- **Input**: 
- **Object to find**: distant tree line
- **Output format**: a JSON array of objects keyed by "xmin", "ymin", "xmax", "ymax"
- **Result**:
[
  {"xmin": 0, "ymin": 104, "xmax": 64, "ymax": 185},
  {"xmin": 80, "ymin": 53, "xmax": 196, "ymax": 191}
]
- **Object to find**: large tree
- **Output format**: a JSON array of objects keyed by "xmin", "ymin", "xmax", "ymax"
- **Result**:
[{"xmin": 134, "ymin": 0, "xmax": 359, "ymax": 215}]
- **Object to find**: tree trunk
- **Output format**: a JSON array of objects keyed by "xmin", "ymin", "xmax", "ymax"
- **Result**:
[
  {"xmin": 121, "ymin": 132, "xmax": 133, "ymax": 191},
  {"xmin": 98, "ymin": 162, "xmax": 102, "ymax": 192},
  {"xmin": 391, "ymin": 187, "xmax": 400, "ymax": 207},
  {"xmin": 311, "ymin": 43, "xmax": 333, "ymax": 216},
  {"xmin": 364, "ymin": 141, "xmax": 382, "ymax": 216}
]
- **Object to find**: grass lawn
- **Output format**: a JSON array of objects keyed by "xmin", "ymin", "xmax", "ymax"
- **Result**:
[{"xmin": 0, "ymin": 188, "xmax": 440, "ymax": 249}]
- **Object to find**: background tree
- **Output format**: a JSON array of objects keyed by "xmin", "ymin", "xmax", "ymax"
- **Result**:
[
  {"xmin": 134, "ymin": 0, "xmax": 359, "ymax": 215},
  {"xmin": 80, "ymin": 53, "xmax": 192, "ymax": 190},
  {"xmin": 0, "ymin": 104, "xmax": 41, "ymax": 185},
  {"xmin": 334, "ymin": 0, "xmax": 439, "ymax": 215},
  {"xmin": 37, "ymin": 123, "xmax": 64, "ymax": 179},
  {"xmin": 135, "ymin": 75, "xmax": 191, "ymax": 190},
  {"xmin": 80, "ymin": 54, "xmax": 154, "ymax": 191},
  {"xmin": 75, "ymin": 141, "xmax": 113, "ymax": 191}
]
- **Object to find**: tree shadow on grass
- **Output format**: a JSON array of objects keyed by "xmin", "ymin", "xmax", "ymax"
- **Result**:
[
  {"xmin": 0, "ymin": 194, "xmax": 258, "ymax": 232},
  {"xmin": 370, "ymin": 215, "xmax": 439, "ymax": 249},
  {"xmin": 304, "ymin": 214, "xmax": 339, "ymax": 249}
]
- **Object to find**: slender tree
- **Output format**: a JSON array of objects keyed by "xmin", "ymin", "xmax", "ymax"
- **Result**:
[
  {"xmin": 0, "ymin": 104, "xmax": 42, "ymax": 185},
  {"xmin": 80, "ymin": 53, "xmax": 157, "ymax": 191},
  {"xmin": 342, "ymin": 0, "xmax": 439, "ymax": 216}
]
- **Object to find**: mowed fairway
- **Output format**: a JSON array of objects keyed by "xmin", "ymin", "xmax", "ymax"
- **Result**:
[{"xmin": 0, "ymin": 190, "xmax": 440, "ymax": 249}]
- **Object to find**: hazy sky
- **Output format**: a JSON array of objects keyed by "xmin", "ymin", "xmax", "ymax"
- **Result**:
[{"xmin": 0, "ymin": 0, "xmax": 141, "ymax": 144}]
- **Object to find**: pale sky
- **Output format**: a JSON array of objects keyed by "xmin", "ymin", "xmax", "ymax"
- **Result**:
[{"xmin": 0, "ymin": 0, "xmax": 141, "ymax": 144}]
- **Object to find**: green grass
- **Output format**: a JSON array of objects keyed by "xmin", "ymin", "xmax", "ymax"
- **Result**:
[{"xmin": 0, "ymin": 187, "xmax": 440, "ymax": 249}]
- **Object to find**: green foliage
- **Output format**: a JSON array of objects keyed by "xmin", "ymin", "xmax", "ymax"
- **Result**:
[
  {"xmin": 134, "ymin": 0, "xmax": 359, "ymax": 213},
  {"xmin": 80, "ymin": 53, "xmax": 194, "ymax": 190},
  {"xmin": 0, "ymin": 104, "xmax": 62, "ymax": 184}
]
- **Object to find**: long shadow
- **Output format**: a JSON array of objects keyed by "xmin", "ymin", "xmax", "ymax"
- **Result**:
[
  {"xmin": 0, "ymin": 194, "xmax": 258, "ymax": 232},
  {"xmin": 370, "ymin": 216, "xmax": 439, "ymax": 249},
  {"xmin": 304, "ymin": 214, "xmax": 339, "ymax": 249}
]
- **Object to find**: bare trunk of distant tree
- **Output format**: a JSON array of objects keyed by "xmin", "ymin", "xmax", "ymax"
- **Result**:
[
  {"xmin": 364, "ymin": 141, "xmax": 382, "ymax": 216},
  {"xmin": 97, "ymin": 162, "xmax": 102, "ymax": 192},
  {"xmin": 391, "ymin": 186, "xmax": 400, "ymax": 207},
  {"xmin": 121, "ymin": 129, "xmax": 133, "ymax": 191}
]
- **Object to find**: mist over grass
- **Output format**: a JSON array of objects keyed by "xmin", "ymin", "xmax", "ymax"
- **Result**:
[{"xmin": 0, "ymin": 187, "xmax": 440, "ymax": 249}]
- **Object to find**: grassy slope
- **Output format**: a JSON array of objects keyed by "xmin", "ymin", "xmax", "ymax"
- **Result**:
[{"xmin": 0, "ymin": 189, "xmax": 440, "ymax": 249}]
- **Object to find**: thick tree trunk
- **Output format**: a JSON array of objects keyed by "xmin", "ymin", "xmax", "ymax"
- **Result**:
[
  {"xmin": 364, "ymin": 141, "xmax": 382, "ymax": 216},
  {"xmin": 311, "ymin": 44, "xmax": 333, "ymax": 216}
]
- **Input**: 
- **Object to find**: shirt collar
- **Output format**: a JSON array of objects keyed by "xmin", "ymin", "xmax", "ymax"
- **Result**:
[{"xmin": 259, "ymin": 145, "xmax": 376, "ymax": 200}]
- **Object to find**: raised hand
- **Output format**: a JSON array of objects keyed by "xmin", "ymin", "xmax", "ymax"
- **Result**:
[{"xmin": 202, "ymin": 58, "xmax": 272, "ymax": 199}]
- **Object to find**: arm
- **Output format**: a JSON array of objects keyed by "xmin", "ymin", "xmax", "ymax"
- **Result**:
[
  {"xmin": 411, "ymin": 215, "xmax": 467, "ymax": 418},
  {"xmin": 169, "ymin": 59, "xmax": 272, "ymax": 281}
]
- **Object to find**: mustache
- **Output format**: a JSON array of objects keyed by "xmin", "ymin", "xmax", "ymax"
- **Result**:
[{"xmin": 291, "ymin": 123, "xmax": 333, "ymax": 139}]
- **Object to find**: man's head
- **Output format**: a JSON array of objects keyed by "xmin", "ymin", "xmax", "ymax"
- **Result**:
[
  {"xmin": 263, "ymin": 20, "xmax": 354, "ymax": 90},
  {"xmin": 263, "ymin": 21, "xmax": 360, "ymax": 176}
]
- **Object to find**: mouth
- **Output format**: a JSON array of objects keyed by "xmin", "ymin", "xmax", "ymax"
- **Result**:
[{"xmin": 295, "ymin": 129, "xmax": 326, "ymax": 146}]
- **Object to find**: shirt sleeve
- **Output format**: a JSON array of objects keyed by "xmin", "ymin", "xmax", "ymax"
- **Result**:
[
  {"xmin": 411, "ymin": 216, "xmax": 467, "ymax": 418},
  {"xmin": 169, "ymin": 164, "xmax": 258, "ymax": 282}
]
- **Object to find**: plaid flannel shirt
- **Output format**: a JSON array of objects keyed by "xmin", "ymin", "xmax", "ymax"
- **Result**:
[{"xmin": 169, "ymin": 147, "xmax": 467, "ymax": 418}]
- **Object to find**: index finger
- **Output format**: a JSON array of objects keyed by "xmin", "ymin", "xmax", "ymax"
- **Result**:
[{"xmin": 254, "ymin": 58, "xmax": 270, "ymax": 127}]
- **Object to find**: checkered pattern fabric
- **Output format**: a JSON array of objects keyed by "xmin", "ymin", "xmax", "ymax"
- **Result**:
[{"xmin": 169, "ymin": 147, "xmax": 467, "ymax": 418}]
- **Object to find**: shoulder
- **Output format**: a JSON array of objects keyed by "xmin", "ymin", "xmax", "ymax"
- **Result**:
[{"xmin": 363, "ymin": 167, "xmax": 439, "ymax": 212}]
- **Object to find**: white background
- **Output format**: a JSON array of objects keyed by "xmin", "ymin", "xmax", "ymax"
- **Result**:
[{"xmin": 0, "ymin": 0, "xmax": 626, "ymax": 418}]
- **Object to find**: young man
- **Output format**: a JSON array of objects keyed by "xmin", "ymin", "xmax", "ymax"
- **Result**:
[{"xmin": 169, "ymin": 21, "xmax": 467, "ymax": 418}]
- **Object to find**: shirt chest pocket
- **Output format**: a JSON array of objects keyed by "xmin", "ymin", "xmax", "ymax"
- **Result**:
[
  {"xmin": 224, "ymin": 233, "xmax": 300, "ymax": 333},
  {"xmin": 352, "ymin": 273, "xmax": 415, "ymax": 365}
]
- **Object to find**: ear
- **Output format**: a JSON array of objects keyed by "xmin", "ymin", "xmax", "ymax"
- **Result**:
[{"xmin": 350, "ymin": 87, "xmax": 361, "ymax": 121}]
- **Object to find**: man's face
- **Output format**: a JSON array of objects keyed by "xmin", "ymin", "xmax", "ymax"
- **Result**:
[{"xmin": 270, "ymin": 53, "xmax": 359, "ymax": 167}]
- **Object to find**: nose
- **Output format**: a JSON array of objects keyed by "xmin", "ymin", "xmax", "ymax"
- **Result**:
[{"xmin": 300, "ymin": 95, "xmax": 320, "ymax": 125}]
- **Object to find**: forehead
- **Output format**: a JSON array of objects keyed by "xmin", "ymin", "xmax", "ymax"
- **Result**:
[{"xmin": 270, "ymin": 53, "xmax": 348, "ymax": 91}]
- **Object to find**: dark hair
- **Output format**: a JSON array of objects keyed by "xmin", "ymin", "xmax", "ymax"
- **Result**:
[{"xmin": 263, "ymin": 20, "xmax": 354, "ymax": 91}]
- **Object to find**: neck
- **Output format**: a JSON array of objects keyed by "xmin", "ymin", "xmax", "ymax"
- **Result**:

● EXERCISE DESCRIPTION:
Could you reproduce the part of the listing that opens with the line containing "- **Object to find**: nose" and runs through the end of the listing, both ends included, keeping every request line but multiplying each coordinate value in the results by 2.4? Round each product to a whole number, with halves rounded up.

● TASK SOLUTION:
- **Object to find**: nose
- **Output format**: a JSON array of objects keyed by "xmin", "ymin", "xmax", "ymax"
- **Result**:
[{"xmin": 720, "ymin": 228, "xmax": 768, "ymax": 300}]
- **Object to find**: forehead
- **Output format**: a JSON array of objects keyed by "xmin", "ymin", "xmax", "ymax"
- **Result**:
[{"xmin": 648, "ymin": 127, "xmax": 835, "ymax": 218}]
- **Object to find**: dark hair
- **Output format**: a JSON array of objects keyed by "xmin", "ymin", "xmax", "ymax"
- **Result**:
[{"xmin": 631, "ymin": 48, "xmax": 850, "ymax": 218}]
- **Object to find**: neck
- **Output format**: a JSON array of objects keyed by "xmin", "ymin", "xmax", "ymax"
- **Result**:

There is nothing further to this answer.